I have never used a Pibbs but I do have the dryer from LCL (which I think was Salons-R-Us previously). I have had for about two years now and it works as good as the day I got it. I don't even know what I would do without it. Plus it was much more cost effective.

http://lclbeauty.com/products.php?cat=8


----------



## blackberry815 (Apr 12, 2011)

MacIsMyCrack said:


> I have never used a Pibbs but I do have the dryer from LCL (which I think was Salons-R-Us previously). I have had for about two years now and it works as good as the day I got it. I don't even know what I would do without it. Plus it was much more cost effective.
> 
> http://lclbeauty.com/products.php?cat=8



If you can stand somewhat high heat you can dry significantly faster. I don't like high heat because I find that my hair comes out shinier and feels more moisturized if I keep it between 35 and 40.  With that said, I dry in two hours under the pibbs. I'm sure if I cranked it up more I can dry faster but I don't want to compromise the health of my hair.


----------



## PinkAngel (Apr 13, 2011)

Starting Length/Goal Length: Arm Pit Length/ Full Mid Back Length 
Why You Rollerset: For body & it's healthier for my hair than flat ironing.
--------------------------------
- Exercise tasks:
**1.** Rewrite the hair-dryer thread starting at the words "## blackberry815 (Apr" and stopping after the words "of my hair.", substituting "maximum heat" for "high heat".
**2.** Convert part of the records into a JSON list of strings, one string per line with blank lines omitted. Begin at the line of the records that contains "orange t-shirt, one" and stop after the line that contains "[(1059, 408), (1256, 518), (37, 514), (1205, 389), (34, 330)]".
The records that follow bear no relation to the hair-dryer thread.
--------------------------------
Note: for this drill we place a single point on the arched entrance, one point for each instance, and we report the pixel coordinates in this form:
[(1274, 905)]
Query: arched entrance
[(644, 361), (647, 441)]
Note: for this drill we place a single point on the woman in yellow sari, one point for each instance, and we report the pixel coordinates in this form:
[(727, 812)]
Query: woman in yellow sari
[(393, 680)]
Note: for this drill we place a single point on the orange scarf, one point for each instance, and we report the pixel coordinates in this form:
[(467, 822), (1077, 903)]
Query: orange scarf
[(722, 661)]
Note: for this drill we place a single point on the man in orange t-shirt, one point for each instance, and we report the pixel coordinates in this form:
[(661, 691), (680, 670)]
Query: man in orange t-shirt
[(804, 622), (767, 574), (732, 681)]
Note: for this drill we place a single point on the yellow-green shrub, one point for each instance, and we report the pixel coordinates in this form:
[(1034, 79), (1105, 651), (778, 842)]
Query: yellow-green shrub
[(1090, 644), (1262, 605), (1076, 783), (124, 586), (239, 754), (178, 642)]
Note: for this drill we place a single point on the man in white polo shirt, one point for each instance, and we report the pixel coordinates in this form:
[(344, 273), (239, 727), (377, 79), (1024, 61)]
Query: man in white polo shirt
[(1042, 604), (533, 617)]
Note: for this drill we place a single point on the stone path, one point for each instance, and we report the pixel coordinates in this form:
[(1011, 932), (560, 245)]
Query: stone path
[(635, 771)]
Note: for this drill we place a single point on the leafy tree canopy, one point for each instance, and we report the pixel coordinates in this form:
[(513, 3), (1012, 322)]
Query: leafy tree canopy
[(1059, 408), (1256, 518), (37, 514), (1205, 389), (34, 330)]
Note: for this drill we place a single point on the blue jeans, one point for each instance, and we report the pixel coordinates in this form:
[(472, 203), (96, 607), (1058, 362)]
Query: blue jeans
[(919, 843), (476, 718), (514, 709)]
--------------------------------
- Solutions:
**1.**
## blackberry815 (Apr 12, 2011)

MacIsMyCrack said:


> I have never used a Pibbs but I do have the dryer from LCL (which I think was Salons-R-Us previously). I have had for about two years now and it works as good as the day I got it. I don't even know what I would do without it. Plus it was much more cost effective.
> 
> http://lclbeauty.com/products.php?cat=8



If you can stand somewhat maximum heat you can dry significantly faster. I don't like maximum heat because I find that my hair comes out shinier and feels more moisturized if I keep it between 35 and 40.  With that said, I dry in two hours under the pibbs. I'm sure if I cranked it up more I can dry faster but I don't want to compromise the health of my hair.

**2.**
[
  "Note: for this drill we place a single point on the man in orange t-shirt, one point for each instance, and we report the pixel coordinates in this form:",
  "[(661, 691), (680, 670)]",
  "Query: man in orange t-shirt",
  "[(804, 622), (767, 574), (732, 681)]",
  "Note: for this drill we place a single point on the yellow-green shrub, one point for each instance, and we report the pixel coordinates in this form:",
  "[(1034, 79), (1105, 651), (778, 842)]",
  "Query: yellow-green shrub",
  "[(1090, 644), (1262, 605), (1076, 783), (124, 586), (239, 754), (178, 642)]",
  "Note: for this drill we place a single point on the man in white polo shirt, one point for each instance, and we report the pixel coordinates in this form:",
  "[(344, 273), (239, 727), (377, 79), (1024, 61)]",
  "Query: man in white polo shirt",
  "[(1042, 604), (533, 617)]",
  "Note: for this drill we place a single point on the stone path, one point for each instance, and we report the pixel coordinates in this form:",
  "[(1011, 932), (560, 245)]",
  "Query: stone path",
  "[(635, 771)]",
  "Note: for this drill we place a single point on the leafy tree canopy, one point for each instance, and we report the pixel coordinates in this form:",
  "[(513, 3), (1012, 322)]",
  "Query: leafy tree canopy",
  "[(1059, 408), (1256, 518), (37, 514), (1205, 389), (34, 330)]"
]